===== Текст для чтения
В одной из своих работ тот же Яша Моунк на цифрах демонстрирует, как развивалась эта динамика недоверия. Например, если в 1995 году среди граждан США всех возрастов идея сильного лидера, независимого от парламента и демократических процедур, вызывала одобрение только у 24%, то к 2011 году эта цифра выросла уже до 32%. В посткризисные годы в Европе число молодых людей, считающих демократическое правление нежелательным, тоже придвинулось к отметке в 15%. И это мы не говорим ни о Китае Цзиньпина, ни об Индии Моди, ни о России Путина. (Кстати, на это особенно любят указывать местные патриоты: западный либерализм лицемерен, потому что Косово, — так что какие претензии к «вежливым людям» в Крыму?)

Но дело не только в либеральных элитах. Никлас Луман рассматривал доверие как социальный механизм, позволяющий, с одной стороны, справиться со сложностью мира, а с другой — расширить ее по новым направлениям. Но сложность современного мироустройства, кажется, превышает все возможности с ней совладать. Об этом говорят и волна депрессий, и наркотическая опиоидная эпидемия, и разговоры об «эпохе тревоги». Эту тревогу только усугубляют растущее социальное расслоение со стагнирующим уровнем жизни трудоспособного населения, миграционный кризис и противоречивое влияние социальных медиа.

Все это дополнительно толкает на поиск альтернатив либеральному консенсусу. Сильный лидер через консервативную риторику, во-первых, возвращает утраченную либеральными элитами связь с конкретным местом, а во-вторых, обещает простой ответ на увеличивающуюся сложность мира.
==========
**Задания**
a: Объясните по тексту о недоверии к либеральной демократии, чем сильный лидер привлекает людей. Ответ уложите в одно–три предложения.
b: Измените записи начиная со строки с «Target: faucet spout» и до конца записей: замените «faucet spout» на «water spout», остальное не меняйте. Приведите только эти строки.
===== Материал для обработки
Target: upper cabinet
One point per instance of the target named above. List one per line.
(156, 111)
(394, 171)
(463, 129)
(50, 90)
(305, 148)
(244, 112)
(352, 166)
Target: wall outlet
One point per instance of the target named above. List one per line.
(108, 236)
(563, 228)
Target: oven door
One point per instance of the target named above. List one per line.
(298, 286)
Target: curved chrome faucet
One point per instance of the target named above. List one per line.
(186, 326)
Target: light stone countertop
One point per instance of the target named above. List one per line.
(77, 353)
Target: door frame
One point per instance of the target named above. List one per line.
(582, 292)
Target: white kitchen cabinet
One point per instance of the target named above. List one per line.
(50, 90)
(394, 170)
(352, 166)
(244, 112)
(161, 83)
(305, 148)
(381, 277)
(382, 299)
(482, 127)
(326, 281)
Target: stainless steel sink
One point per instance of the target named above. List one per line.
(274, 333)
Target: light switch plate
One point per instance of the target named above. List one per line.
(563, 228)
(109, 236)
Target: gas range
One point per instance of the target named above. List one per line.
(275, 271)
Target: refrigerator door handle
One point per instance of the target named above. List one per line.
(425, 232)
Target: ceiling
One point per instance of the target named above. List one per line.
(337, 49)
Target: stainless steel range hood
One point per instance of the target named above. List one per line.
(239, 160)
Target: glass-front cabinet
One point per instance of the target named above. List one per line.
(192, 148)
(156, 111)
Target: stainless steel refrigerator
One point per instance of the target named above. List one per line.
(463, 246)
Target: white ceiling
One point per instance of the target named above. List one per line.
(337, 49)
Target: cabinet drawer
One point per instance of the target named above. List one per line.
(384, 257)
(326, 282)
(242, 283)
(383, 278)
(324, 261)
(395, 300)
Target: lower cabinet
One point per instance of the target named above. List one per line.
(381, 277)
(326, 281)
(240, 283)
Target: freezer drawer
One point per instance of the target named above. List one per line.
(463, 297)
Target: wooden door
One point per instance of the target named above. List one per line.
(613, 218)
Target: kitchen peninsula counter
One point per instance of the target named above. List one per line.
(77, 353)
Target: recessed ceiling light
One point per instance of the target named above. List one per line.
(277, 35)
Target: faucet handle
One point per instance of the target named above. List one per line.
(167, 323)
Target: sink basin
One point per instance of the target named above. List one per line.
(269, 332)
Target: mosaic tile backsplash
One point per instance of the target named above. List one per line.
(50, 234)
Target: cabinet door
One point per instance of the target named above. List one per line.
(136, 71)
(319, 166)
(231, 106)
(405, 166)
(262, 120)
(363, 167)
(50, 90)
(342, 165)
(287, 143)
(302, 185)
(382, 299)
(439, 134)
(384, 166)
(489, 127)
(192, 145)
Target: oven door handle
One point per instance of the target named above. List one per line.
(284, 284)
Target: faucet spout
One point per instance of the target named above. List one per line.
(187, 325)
==========
**Ответы к заданиям**
a: Сильный лидер с помощью консервативной риторики возвращает связь с конкретным местом, которую утратили либеральные элиты. Кроме того, он обещает простой ответ на всё возрастающую сложность мира.

b:
Target: water spout
One point per instance of the target named above. List one per line.
(187, 325)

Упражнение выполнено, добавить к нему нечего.